### WHAT IS BEING ASKED
Output exactly the lines between the one holding "Target: doctor's dark short hair" and the last line of the data below, both of those lines included.
***** PROVIDED INFORMATION
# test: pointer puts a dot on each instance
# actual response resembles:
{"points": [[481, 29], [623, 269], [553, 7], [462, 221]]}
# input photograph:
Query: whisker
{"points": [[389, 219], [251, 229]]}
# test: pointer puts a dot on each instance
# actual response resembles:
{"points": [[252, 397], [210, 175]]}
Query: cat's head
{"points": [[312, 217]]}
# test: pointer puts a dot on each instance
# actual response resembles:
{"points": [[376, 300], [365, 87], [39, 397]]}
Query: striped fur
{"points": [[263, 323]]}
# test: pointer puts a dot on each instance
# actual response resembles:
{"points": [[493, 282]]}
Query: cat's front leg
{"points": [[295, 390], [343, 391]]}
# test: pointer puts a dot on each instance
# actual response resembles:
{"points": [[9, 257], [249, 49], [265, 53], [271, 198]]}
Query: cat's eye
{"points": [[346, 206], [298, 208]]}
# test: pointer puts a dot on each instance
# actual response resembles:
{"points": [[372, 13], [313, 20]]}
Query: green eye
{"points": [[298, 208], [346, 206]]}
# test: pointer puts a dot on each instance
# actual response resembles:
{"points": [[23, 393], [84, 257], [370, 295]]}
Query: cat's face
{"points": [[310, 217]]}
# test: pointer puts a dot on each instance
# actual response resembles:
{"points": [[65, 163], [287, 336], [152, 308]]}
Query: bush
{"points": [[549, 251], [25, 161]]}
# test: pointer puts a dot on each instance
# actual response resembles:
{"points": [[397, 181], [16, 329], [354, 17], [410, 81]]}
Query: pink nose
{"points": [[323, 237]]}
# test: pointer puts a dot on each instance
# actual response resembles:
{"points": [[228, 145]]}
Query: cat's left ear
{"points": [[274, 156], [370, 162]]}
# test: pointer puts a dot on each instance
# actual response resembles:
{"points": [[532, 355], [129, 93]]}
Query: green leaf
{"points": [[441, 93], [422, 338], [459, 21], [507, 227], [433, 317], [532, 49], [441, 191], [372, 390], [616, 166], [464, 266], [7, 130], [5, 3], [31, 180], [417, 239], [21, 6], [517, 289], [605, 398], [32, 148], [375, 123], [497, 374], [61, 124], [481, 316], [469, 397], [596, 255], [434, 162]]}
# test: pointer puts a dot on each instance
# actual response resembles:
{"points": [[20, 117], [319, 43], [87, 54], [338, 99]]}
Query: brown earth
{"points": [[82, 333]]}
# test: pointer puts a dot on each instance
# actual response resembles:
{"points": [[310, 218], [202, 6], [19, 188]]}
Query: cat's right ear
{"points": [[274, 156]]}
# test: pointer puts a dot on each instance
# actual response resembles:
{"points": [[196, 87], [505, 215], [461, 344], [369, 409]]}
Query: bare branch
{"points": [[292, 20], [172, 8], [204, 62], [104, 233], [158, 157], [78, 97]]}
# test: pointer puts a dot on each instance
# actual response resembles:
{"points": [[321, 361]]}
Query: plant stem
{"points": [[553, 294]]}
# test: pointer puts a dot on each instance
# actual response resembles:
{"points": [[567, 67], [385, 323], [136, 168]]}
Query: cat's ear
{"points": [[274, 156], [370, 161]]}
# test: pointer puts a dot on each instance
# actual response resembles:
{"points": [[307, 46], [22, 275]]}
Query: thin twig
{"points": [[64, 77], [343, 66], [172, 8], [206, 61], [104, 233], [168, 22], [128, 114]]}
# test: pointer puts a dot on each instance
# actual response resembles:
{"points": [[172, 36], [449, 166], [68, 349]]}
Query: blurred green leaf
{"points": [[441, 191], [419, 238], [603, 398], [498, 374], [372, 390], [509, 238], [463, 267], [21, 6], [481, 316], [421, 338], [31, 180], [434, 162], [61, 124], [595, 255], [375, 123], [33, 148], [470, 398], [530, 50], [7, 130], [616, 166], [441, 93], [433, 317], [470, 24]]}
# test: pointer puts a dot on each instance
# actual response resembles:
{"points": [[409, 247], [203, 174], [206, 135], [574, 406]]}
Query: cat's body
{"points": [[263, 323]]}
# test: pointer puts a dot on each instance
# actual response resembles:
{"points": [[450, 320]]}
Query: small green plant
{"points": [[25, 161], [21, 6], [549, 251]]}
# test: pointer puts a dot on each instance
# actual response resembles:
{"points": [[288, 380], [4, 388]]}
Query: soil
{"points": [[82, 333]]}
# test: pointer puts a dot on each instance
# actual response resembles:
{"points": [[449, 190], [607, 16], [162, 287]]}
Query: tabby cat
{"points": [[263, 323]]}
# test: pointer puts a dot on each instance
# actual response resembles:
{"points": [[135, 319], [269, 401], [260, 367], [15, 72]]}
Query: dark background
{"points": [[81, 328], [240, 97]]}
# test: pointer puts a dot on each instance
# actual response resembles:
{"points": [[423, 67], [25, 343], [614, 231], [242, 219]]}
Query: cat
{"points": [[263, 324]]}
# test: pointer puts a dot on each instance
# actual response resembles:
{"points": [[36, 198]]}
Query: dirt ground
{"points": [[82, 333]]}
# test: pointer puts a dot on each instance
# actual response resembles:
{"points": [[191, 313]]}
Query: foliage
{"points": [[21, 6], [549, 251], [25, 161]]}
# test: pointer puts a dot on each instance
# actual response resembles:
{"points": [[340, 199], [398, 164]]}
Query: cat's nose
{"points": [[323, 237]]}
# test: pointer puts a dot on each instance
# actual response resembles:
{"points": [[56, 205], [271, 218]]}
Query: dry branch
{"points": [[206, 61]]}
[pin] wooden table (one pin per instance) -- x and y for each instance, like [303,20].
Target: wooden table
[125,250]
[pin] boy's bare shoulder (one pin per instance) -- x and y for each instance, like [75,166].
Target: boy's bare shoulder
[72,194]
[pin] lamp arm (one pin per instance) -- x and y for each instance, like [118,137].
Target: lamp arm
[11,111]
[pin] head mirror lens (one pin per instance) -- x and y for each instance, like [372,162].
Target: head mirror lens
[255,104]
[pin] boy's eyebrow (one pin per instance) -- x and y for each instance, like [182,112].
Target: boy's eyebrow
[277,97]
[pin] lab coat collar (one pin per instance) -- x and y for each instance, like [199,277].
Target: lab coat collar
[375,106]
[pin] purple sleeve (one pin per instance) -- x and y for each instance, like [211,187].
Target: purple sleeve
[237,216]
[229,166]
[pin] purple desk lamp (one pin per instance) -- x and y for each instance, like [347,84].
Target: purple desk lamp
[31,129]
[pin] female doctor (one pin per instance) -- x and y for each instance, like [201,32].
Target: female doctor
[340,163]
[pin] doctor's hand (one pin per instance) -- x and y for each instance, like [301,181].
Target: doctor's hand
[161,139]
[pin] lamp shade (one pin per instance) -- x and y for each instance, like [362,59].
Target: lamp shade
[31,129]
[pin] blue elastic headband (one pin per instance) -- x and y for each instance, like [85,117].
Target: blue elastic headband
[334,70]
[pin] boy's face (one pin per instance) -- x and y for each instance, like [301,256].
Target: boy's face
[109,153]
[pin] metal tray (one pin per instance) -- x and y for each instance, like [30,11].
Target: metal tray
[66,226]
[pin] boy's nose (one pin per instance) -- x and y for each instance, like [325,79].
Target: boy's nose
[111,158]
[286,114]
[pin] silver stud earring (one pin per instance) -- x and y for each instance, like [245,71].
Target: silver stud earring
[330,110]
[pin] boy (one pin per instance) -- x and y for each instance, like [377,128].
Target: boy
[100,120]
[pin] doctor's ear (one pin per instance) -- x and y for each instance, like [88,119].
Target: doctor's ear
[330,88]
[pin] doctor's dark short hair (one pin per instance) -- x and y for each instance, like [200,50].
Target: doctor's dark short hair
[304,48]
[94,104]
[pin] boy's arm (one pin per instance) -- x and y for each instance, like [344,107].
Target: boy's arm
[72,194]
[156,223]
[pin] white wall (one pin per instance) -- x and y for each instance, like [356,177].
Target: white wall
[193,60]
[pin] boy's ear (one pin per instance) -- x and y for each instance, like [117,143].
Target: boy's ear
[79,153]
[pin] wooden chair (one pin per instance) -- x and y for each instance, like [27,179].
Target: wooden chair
**********
### ANSWER TO THIS PROBLEM
Target: doctor's dark short hair
[304,48]
[94,104]
[pin] boy's arm (one pin per instance) -- x and y for each instance, like [344,107].
Target: boy's arm
[72,194]
[156,223]
[pin] white wall (one pin per instance) -- x and y for each instance, like [356,177].
Target: white wall
[193,60]
[pin] boy's ear (one pin per instance) -- x and y for each instance, like [117,143].
Target: boy's ear
[79,153]
[pin] wooden chair (one pin per instance) -- x and y for each instance, like [27,179].
Target: wooden chair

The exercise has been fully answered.